| Reading text |
:::

On Mar 24, 2005, at 7:44 AM, Sam Roberts wrote:

> Quoting jamis / 37signals.com, on Thu, Mar 24, 2005 at 02:54:20PM +0900:
>> Syntax is a pure-Ruby framework for doing lexical analysis (and, in
>> particular, syntax highlighting) of text. It currently sports lexers
>> for Ruby, XML, and YAML, and an HTML convertor (for colorizing texts 
>> in
>> those languages to HTML).
>
> Would this be an appropriate tool for parsing ruby to generate ctags?
>

Hmmm, maybe. Not in its current incarnation, though. One thing the 
lexer doesn't give you right now is the location of each token in the 
file. That would be a good addition, though. I'll see about adding that 
to the next version.

> To write a tags file I need to know where I am in ruby's terms (in what
> class, module), what was found (method, attribute, constant, class,
> ...), AND I need to generate a regex that will find this place in the
> file. For repeated names this can mean knowing what the entire line
> looks like, so that I can put leading whitespace into the regex.
>

The lexers that come with Syntax are optimized for syntax highlighting. 
You could conceivably write a different lexer module that was optimized 
for tag extraction, using the Syntax framework. You'd probably do just 
as well to use strscan directly, though.

- Jamis

> Is Syntax something I should be looking at?  It seems there are some
> similarities.. if you know enough to hilight, maybe you know enough to
> generate a ctag?
>
> I'm using rdoc right now, but it is a very large tool, and I would like
> something smaller and more malleable, if possible.
>
> Thanks,
> Sam
>
>> Links:
>>
>>   Download: http://rubyforge.org/frs/?group_id=505
>>   User Manual: http://docs.jamisbuck.org/read/book/4
>>
>> This release is much improved in accuracy and robustness (at least, 
>> for
>> the Ruby lexer--the XML and YAML lexers were not changed). The Ruby
>> lexer now deals better with many ambiguous cases, and even supports
>> multiple heredocs on a single line. It accurately colorizes cgi.rb and
>> mkmf.rb from the standard lib, if that means anything at all to you.
>>
>> The Syntax framework also supports "regions" now (thanks to flgr for
>> the suggestion) and sports many bug fixes (thanks to Carl Drinkwater
>> for discovering most of them). Syntax regions just allow one group to
>> span (and include) multiple groups--like a string that includes
>> interpolated expressions and escape sequences.
>>
>> For a pretty example (mkmf.rb fully syntax highlighted) see
>> http://ruby.jamisbuck.org/mkmf.html.
>>
>> The next release will include robustness fixes for the XML and YAML
>> lexers, as well as a lexer for C. Lexers for Perl, Python, Java, HTML,
>> and RHTML would be nice as well, if I can get to them. Community
>> submissions will be gladly accepted, as long as you are okay with your
>> contributed code being distributed under the BSD license.
>>
>> Enjoy!
>>
>> - Jamis
>>
>>
>

:::

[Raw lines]
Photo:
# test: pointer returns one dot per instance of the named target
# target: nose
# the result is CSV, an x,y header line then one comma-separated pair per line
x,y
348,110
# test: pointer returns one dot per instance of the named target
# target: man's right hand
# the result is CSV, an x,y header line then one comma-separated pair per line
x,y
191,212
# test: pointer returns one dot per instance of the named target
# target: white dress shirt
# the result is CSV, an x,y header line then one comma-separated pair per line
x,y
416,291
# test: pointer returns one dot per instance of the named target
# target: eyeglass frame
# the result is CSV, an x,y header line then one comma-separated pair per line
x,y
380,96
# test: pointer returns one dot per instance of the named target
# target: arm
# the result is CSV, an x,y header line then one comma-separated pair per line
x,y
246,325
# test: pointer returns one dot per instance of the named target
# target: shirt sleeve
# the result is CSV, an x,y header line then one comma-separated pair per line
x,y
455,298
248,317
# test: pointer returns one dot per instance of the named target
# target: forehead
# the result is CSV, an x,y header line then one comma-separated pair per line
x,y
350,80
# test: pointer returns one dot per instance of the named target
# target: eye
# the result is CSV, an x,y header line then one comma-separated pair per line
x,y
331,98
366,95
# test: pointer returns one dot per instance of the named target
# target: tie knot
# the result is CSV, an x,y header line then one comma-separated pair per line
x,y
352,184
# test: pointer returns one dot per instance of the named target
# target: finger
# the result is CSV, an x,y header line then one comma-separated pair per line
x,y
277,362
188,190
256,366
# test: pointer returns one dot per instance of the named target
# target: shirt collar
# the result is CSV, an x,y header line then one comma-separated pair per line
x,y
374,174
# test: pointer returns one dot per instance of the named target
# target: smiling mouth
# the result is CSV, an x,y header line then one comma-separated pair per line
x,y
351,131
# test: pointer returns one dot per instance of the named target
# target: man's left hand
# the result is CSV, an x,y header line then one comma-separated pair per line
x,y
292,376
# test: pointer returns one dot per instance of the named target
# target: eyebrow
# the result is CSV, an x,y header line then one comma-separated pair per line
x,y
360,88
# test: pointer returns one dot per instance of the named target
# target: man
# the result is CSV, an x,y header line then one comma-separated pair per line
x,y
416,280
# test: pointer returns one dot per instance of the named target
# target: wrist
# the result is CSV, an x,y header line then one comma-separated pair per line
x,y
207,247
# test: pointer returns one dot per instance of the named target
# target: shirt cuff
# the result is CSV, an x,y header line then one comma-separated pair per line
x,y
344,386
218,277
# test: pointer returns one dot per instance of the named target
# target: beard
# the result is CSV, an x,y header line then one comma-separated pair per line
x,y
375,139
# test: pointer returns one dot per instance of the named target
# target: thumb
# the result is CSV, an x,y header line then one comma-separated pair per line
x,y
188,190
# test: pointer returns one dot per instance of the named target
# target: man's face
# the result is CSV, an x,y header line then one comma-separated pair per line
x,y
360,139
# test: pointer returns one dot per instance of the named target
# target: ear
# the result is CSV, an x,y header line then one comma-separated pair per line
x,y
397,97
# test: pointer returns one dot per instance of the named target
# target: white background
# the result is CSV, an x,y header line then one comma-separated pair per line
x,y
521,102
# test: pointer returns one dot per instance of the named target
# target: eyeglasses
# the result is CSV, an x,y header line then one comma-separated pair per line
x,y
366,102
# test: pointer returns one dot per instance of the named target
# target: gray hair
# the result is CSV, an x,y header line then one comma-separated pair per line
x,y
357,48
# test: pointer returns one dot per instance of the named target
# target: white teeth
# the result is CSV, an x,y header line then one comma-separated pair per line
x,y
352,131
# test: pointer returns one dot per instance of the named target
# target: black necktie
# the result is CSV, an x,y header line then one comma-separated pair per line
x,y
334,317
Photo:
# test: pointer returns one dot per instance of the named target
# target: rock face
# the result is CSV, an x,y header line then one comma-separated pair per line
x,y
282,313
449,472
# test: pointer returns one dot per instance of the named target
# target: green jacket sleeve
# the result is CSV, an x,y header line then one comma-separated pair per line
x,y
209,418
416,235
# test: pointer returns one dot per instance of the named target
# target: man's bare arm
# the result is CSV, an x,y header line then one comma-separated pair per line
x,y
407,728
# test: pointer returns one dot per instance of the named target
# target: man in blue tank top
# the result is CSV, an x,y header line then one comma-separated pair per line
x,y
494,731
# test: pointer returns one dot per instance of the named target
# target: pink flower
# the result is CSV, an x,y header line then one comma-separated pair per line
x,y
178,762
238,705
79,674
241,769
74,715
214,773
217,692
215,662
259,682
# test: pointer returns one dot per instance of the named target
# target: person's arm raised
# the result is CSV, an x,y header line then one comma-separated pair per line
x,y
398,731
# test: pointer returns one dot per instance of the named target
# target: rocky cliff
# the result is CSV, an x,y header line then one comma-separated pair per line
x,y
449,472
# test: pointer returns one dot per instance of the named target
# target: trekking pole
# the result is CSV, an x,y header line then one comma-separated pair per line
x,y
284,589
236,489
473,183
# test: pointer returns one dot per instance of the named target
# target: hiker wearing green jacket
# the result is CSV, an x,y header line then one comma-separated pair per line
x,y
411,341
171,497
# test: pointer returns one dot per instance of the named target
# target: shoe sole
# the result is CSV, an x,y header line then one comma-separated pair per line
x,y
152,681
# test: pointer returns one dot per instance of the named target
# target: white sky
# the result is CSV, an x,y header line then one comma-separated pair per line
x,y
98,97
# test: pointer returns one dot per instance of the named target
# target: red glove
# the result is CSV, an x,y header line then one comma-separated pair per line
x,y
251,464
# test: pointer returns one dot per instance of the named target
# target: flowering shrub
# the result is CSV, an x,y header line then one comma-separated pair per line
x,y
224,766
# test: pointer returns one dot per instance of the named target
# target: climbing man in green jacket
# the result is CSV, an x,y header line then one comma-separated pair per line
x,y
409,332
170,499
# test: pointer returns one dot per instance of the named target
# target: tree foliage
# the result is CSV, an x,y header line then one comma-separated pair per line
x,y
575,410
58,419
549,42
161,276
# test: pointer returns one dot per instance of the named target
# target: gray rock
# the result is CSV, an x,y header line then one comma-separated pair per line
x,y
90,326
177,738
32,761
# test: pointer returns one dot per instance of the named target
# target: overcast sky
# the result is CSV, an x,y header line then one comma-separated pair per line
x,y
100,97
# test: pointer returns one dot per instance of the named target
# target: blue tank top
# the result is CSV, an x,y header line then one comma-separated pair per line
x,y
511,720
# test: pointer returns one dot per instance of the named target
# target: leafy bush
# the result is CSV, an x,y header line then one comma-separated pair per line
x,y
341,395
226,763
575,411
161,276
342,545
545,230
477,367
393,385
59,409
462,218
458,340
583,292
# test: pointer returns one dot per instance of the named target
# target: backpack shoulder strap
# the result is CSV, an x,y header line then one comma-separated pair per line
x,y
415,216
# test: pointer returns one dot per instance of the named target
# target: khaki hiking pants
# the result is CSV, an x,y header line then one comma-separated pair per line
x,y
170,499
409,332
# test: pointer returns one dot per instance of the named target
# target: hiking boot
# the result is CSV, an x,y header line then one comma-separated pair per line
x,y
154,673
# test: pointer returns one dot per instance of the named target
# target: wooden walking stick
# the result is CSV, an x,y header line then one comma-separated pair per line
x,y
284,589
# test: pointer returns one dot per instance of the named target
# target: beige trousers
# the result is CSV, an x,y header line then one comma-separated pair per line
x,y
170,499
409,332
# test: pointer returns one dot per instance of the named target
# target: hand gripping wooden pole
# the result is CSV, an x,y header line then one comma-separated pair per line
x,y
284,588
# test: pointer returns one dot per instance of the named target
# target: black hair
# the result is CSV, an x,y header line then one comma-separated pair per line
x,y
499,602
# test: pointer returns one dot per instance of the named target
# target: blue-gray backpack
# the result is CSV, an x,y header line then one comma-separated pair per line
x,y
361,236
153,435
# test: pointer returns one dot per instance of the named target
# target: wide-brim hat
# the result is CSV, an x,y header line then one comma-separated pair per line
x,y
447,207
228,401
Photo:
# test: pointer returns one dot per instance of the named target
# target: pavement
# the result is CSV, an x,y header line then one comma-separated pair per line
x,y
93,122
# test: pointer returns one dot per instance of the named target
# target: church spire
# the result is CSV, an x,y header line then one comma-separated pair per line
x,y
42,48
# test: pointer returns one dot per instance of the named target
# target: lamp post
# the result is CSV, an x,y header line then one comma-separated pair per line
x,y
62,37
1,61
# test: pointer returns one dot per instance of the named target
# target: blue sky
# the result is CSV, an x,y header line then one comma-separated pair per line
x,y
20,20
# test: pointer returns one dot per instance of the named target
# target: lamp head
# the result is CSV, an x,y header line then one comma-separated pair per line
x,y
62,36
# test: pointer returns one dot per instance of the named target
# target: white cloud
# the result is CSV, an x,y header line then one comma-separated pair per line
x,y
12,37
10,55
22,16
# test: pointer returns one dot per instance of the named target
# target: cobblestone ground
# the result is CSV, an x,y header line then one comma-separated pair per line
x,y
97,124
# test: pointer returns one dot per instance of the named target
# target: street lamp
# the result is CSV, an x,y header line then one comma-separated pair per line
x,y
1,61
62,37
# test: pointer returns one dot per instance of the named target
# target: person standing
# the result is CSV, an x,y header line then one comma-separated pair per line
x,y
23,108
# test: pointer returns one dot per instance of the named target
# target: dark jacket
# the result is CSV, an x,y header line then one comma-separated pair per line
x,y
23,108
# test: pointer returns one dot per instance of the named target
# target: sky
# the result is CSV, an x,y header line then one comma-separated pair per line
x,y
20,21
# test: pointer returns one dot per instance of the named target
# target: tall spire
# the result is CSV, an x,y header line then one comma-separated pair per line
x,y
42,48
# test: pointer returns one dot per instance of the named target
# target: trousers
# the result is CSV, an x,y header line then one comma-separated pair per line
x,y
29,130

:::

In the Syntax thread, what does the reply to Sam say the lexer does not currently give you? The lines are separate material, apart from the Syntax thread.

| Written answer |
The location of each token in the file.